Extrait cité:

Africa-Press – Gabon. Inculpé, entre autres, pour des faits présumés de corruption active, Vincent de Paul Massassa est incarcéré depuis plus de deux ans à la prison centrale de Libreville. Louis Gaston Aubame, juriste pétrolier, dénonce dans cette tribune l’ingratitude et l’hypocrisie de la société gabonaise face à la situation de l’ancien ministre du Pétrole. Il souligne que l’isolement de Massassa n’est pas fortuit, mais le résultat d’une culture nationale où les courtisans disparaissent dès que le pouvoir s’effrite ou que le soupçon apparaît. Pour l’ancien administrateur-directeur général de Gab’Oil, cette attitude révèle moins la situation de l’ancien membre du gouvernement que la faillite morale collective: le véritable procès est celui de la société gabonaise elle-même.

En lisant “Les Mémoires” d’Abdou Diouf, publié aux Éditions du Seuil en octobre 2014, je me suis surpris à hocher la tête.

Pas par admiration littéraire.

Par reconnaissance.

Par familiarité.

Par ce sentiment désagréable de déjà-vu qui vous traverse lorsque quelqu’un décrit avec une précision chirurgicale une scène que vous avez, vous-même, observée mille fois sur notre sol gabonais.

Quand Abdou Diouf raconte comment, à peine relevé de ses fonctions de gouvernance,

les griots les plus bruyants se sont soudain tus,

les marabouts les plus empressés sont devenus injoignables,

les « grands fidèles » se sont volatilisés…

on croirait lire une chronique de chez nous. Une chronique de notre société.

Une chronique du pouvoir et de la lâcheté.

Aujourd’hui, ce sont ces mêmes pages qui éclairent avec force ce qui se passe autour de Vincent de Paul Massassa, ancien Ministre du Pétrole et du Gaz, incarcéré à la Prison centrale de Libreville depuis vingt-six (26) mois.

Une solitude qui n’est pas naturelle: elle est organisée.

L’isolement de Vincent de Paul Massassa n’a rien de spontané.

Il n’est pas le fruit du hasard, mais celui de cette mécanique sociale sans pitié qui traverse le Gabon depuis des décennies: la désertion dès que la lumière faiblit.

Hier encore, tout le monde voulait « Vincent de Paul Massassa ».

Il suffisait qu’il entre dans une salle pour que les sourires se déclenchent, les courbettes se multiplient, les téléphones s’illuminent.

Les mêmes qui, aujourd’hui, ne décrochent plus.

Les mêmes qui changent de trottoir quand il est cité.

Les mêmes qui ne veulent même plus prononcer son nom de peur d’être «associés».

Il y a un mot pour cela: l’ingratitude.

Et un autre mot pour son perfectionnement: l’hypocrisie.

Abdou Diouf parle de cette race d’hommes qui vous applaudissent tant que vous êtes debout, mais disparaissent à la seconde où vous trébuchez. Ici, ce n’est même plus une catégorie. C’est une culture. Une culture nationale. Une culture politique. Une culture sociale.

Données fournies:
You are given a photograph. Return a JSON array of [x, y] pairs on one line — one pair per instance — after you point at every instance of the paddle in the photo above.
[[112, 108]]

Travail demandé:
1 - Indiquez, par oui ou par non, si chacune des affirmations suivantes est conforme à la tribune sur Vincent de Paul Massassa, et justifiez chaque réponse en citant les mots décisifs de la tribune.
(a) Vincent de Paul Massassa est incarcéré à la Prison centrale de Libreville depuis vingt-six mois.
(b) L’auteur affirme avoir hoché la tête par admiration littéraire.
(c) Selon l’auteur, l’isolement de Vincent de Paul Massassa est spontané.
2 - Poursuivez la tribune sur Vincent de Paul Massassa à partir de sa dernière phrase, en gardant son ton et son rythme.

Résultats attendus:
1 -
(a) Oui : « incarcéré à la Prison centrale de Libreville depuis vingt-six (26) mois ».
(b) Non : « Pas par admiration littéraire. »
(c) Non : « L’isolement de Vincent de Paul Massassa n’a rien de spontané. »

2 -
Ceux qui l’entouraient hier ne sont pas devenus muets par pudeur, mais par calcul

Il faut dire les choses comme elles sont:

Ce mutisme n’est pas un trou de mémoire.

Ce n’est pas une erreur de communication.

C’est un positionnement. Une stratégie. Une prise de distance étudiée.

Quand l’homme porte le pouvoir, les gens s’agglutinent.

Quand le pouvoir porte le soupçon, les gens se dispersent.

C’est la logique des courtisans. Des accompagnateurs du soleil. Des amis de circonstance.

Ovide l’avait écrit, Diouf l’a répété, et l’histoire gabonaise en apporte la preuve quotidienne:

« Tant que la fortune te sourit, tu auras beaucoup d’amis ; si les nuages se montrent, tu te retrouveras seul. »

Aujourd’hui, la pluie tombe.

Et autour de Vincent de Paul Massassa, c’est la débandade générale.

La Justice suit son cours, mais la société, elle, se dévoile

Il n’est pas question ici de blanchir qui que ce soit.

La Justice doit faire son travail. Sans bruit. Sans émotion. Sans favoritisme.

Mais la manière dont un pays traite ceux qui traversent la tempête dit beaucoup de ce que ce pays vaut moralement.

Et que voyons-nous?

Des proches qui ne parlent plus.

Des amis qui reculent.

Des collaborateurs qui se renient.

Des « compagnons » qui neutralisent leurs comptes WhatsApp, suppriment leurs photos, prennent des airs de « je n’ai jamais été là ».

C’est cette attitude – et pas la procédure – qui devrait nous scandaliser.

Parce qu’on peut débattre des actes d’un homme.

Mais on ne débat pas de l’humanité.

Elle se donne ou se retire.

Elle s’affirme ou s’éteint.

Et dans ce cas précis, elle s’est éteinte avec une vitesse qui fait froid dans le dos.

Le cas de Vincent de Paul Massassa n’est pas qu’une histoire personnelle.

C’est un test national.

Ce qui arrive à Vincent de Paul Massassa est un révélateur:

révélateur de nos fragilités sociales,

révélateur de notre hypocrisie collective,

révélateur de notre incapacité à soutenir sans calcul,

révélateur de notre facilité à abandonner un homme dès que le vent tourne.

Ceux qui l’applaudissaient hier n’étaient donc pas là pour lui.

Ils étaient là pour ce qu’il représentait.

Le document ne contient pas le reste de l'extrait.